[Exercise goal]: Show each of the lines below that contains the word "green". Matching is case-sensitive.

[Extracted entries]:
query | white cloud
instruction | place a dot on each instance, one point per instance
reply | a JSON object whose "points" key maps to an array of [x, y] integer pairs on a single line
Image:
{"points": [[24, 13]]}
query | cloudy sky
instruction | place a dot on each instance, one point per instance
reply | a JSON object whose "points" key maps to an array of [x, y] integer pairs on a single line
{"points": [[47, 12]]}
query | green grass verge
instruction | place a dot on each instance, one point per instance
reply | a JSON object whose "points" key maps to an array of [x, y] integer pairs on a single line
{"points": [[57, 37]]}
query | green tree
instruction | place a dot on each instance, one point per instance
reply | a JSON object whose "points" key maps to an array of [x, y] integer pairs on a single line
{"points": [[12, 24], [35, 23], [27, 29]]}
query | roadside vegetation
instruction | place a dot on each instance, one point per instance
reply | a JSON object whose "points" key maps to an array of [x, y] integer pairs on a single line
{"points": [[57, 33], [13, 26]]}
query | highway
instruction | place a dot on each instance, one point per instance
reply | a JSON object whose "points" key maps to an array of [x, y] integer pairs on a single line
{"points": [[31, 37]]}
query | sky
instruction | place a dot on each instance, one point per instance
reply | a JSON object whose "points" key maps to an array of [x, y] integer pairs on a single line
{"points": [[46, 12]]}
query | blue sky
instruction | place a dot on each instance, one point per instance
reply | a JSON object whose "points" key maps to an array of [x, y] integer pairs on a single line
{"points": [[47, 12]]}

==

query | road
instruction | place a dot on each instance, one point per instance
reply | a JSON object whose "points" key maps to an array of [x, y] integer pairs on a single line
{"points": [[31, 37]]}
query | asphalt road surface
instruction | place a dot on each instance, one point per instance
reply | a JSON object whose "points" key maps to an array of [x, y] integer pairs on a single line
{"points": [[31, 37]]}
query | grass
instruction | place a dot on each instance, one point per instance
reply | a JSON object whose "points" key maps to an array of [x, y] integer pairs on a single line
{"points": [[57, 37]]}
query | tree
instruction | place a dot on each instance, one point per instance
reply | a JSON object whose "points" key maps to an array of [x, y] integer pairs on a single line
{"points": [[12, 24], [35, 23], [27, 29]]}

[Answer in full]:
query | green grass verge
query | green tree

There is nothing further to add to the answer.